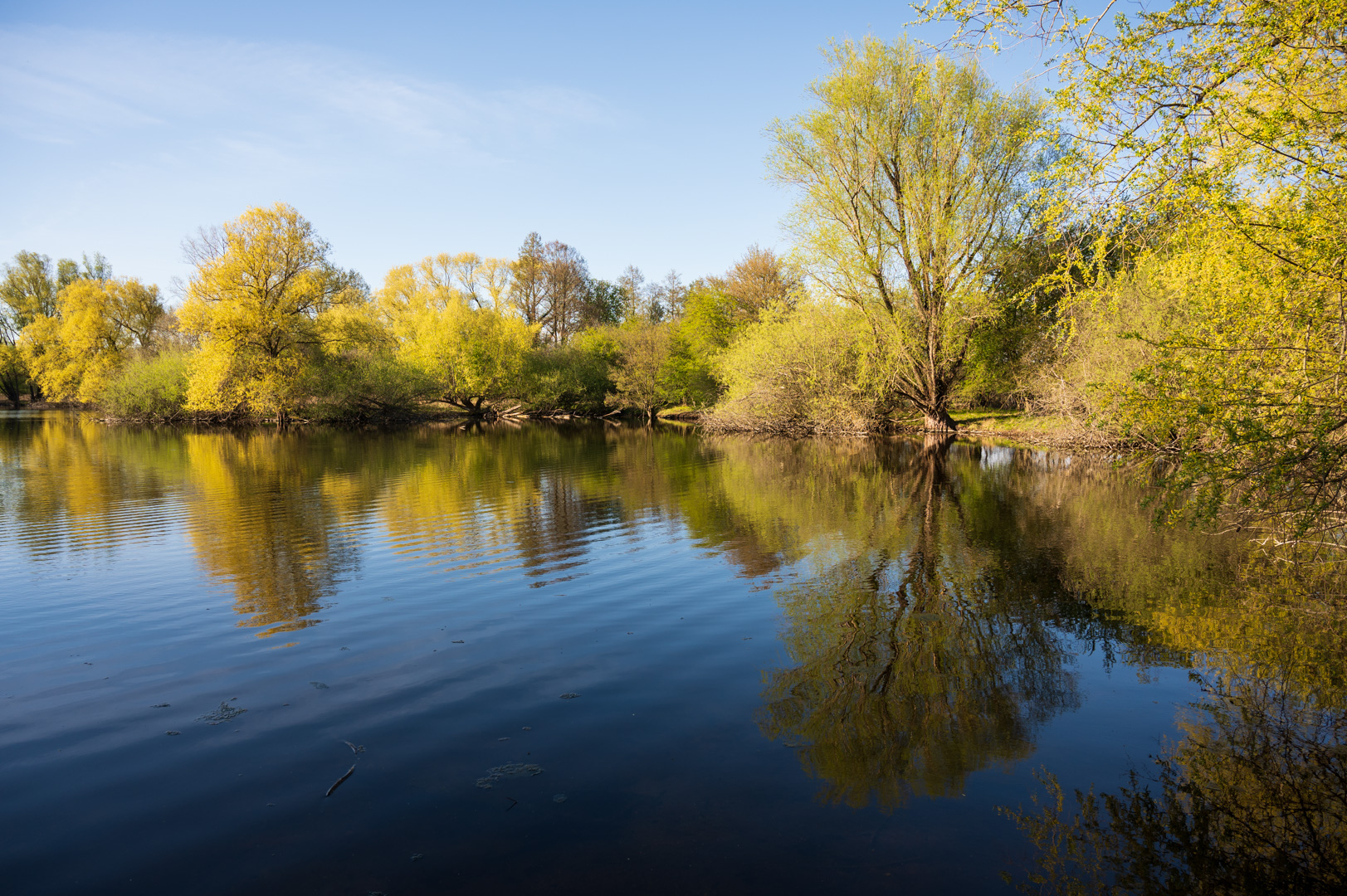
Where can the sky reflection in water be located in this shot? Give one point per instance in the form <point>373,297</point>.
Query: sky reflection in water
<point>800,665</point>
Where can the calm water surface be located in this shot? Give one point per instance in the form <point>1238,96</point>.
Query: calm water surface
<point>800,666</point>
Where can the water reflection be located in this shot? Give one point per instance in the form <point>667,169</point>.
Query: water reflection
<point>940,591</point>
<point>1252,799</point>
<point>915,667</point>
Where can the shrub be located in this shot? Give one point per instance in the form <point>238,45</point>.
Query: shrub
<point>149,388</point>
<point>810,369</point>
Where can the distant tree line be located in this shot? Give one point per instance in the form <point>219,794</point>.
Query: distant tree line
<point>271,329</point>
<point>1156,251</point>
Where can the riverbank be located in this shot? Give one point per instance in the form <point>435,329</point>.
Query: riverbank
<point>1013,427</point>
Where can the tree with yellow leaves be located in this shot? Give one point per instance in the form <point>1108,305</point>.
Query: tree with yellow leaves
<point>96,326</point>
<point>467,353</point>
<point>259,304</point>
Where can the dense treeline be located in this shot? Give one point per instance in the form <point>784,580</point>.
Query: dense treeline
<point>270,329</point>
<point>1157,251</point>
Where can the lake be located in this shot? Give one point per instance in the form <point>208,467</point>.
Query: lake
<point>592,658</point>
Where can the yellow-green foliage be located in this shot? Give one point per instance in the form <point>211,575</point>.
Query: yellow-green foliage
<point>464,352</point>
<point>908,173</point>
<point>257,304</point>
<point>75,353</point>
<point>810,368</point>
<point>153,388</point>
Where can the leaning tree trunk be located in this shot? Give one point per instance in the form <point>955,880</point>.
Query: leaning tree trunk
<point>938,421</point>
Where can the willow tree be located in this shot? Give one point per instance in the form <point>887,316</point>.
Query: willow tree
<point>910,173</point>
<point>1226,121</point>
<point>99,324</point>
<point>256,302</point>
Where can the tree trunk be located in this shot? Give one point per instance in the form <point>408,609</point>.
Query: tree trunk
<point>938,421</point>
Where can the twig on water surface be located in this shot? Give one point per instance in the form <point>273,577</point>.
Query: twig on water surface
<point>337,783</point>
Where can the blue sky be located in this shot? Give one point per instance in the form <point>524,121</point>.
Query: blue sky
<point>633,132</point>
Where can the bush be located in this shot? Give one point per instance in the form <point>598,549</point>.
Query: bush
<point>360,386</point>
<point>573,377</point>
<point>149,388</point>
<point>813,369</point>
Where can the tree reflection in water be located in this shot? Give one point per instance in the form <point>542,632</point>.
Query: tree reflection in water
<point>914,669</point>
<point>1253,799</point>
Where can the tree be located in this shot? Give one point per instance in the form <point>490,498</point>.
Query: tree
<point>603,304</point>
<point>639,300</point>
<point>910,173</point>
<point>529,280</point>
<point>760,280</point>
<point>75,353</point>
<point>1211,135</point>
<point>27,291</point>
<point>256,300</point>
<point>564,291</point>
<point>639,373</point>
<point>462,353</point>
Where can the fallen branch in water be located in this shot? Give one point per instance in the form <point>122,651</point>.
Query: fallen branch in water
<point>339,782</point>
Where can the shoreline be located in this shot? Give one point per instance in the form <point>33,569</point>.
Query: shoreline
<point>1013,429</point>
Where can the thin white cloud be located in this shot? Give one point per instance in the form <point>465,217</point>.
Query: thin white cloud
<point>73,86</point>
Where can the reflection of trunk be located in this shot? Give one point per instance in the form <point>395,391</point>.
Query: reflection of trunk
<point>471,406</point>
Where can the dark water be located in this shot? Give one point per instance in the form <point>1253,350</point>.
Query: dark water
<point>802,666</point>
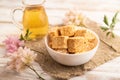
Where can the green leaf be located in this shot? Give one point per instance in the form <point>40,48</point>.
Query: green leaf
<point>108,33</point>
<point>114,19</point>
<point>104,28</point>
<point>106,20</point>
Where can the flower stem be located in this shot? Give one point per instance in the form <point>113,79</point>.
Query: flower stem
<point>35,72</point>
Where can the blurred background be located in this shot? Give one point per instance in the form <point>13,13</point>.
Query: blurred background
<point>56,9</point>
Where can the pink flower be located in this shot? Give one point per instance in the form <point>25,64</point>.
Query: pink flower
<point>12,43</point>
<point>21,59</point>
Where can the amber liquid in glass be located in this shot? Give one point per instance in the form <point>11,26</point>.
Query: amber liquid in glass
<point>36,20</point>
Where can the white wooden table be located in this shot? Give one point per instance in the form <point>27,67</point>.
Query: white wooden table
<point>94,9</point>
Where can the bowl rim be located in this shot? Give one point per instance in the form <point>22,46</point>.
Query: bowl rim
<point>98,42</point>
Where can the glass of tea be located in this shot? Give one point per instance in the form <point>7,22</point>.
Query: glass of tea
<point>34,18</point>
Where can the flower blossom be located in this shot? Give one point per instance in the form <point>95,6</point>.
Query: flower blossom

*WHAT THE TASK ASKS:* Rewrite all of the rows above without the pictures, changing every "in this shot" to "in this image" and keeping everything else the same.

*RESPONSE FOR THIS EXERCISE:*
Where can the sky reflection in water be located in this image? Give one point per instance in the form <point>373,297</point>.
Query: sky reflection in water
<point>800,665</point>
Where can the calm water surface be located in this image? Give one point per instance in the form <point>1238,96</point>.
Query: calm water surface
<point>800,666</point>
Where can the water reflection be located in this image? Give one point per instance in the form <point>667,169</point>.
Query: water reflection
<point>940,591</point>
<point>1252,799</point>
<point>915,667</point>
Where can the shrub be located in this image? Give one point per instance in the form <point>238,45</point>.
Query: shrub
<point>149,388</point>
<point>810,369</point>
Where can the distant tree line be located in this image? Give one point per instance in the form <point>219,794</point>.
Query: distant tree line
<point>271,329</point>
<point>1156,251</point>
Where can the riverbank be located in this image? Give one point per instance in the form <point>435,329</point>.
Query: riverbank
<point>1013,427</point>
Where can the tree with yellow leaves be located in this image? Give one point per instance in the form <point>1108,305</point>.
Query: tree with yellow leaves
<point>96,326</point>
<point>467,353</point>
<point>259,304</point>
Where can the dense treeline be located in this image? Give one point per instance in the form <point>784,580</point>.
Query: dense treeline
<point>270,329</point>
<point>1157,251</point>
Where can the lake be located in this image? Give one point per instance in the form <point>208,467</point>.
Query: lake
<point>592,658</point>
Where can the yellow-green foliage be located in this image? Give one point per instance in the form <point>211,575</point>.
Query: yellow-green foliage
<point>464,352</point>
<point>908,173</point>
<point>257,304</point>
<point>75,353</point>
<point>810,368</point>
<point>153,388</point>
Where can the leaning tree trunk be located in this image? Give one point per instance in the form <point>955,880</point>.
Query: leaning tree trunk
<point>938,421</point>
Where can the willow tree be located in this image? Give one point per instance in the form <point>887,316</point>.
Query: willow tree
<point>910,173</point>
<point>1226,121</point>
<point>99,324</point>
<point>256,302</point>
Where can the tree trunk be located in this image? Give one point per instance in the form <point>408,609</point>.
Query: tree trunk
<point>938,421</point>
Where can the twig on water surface be located in this image? Give one point per instance in the form <point>273,577</point>.
Query: twig on water surface
<point>337,783</point>
Where can the blue sky be located in this image? Give one point per instance in the form <point>524,121</point>.
Query: blue sky
<point>633,132</point>
Where can the bush be located in this image? Give one point per instance in the form <point>598,549</point>.
Query: bush
<point>360,386</point>
<point>573,377</point>
<point>149,388</point>
<point>813,369</point>
Where can the tree reflection in water be located in this image? Give one point per instance in the form <point>542,632</point>.
Query: tree reflection in water
<point>914,669</point>
<point>1253,799</point>
Where can the tree be located in this image? Give one point per instance in the form <point>490,498</point>.
Query: tree
<point>603,304</point>
<point>639,300</point>
<point>910,173</point>
<point>529,280</point>
<point>760,280</point>
<point>75,353</point>
<point>1211,135</point>
<point>27,291</point>
<point>256,300</point>
<point>564,291</point>
<point>639,373</point>
<point>462,353</point>
Where can the fallen branch in water be located in this image? Give one point per instance in the form <point>122,651</point>.
Query: fallen branch in water
<point>339,782</point>
Where can the shoreline be located in this image? Give one point per instance in the form <point>33,569</point>.
Query: shoreline
<point>1013,429</point>
Where can the thin white cloud be located in this image? Give one point per instance in the form <point>465,217</point>.
Query: thin white cloud
<point>73,86</point>
Where can the reflection of trunk be located in this image? Give one point per instance in the form <point>395,391</point>.
Query: reflection of trunk
<point>471,406</point>
Where can the dark water be located in this image? Give one point per instance in the form <point>1253,350</point>.
Query: dark water
<point>802,666</point>
Where can the green leaf be located in this image? Give one point per instance in the form <point>40,48</point>.
Query: green leaf
<point>108,33</point>
<point>114,19</point>
<point>104,28</point>
<point>106,20</point>
Where can the flower stem be located in this image? Give one point per instance in the form <point>113,79</point>.
Query: flower stem
<point>35,72</point>
Where can the blurred background be located in this image? Give one point per instance in the form <point>13,13</point>.
Query: blurred background
<point>56,9</point>
Where can the pink flower be located in this image? Give one point per instance in the form <point>25,64</point>.
Query: pink flower
<point>12,43</point>
<point>21,59</point>
Where can the amber liquid in glass be located in this image? Give one point per instance in the form <point>11,26</point>.
Query: amber liquid in glass
<point>36,20</point>
Where can the white wooden table be located in this image? Give one point per instance in the form <point>27,67</point>.
Query: white wooden table
<point>94,9</point>
Where can the bowl rim be located in this image? Give one point per instance in the form <point>22,46</point>.
Query: bowl rim
<point>98,42</point>
Where can the glass of tea be located in this image? Give one point per instance in the form <point>7,22</point>.
Query: glass of tea
<point>34,18</point>
Where can the flower blossom be located in this image? Give one point per instance in the form <point>95,6</point>.
Query: flower blossom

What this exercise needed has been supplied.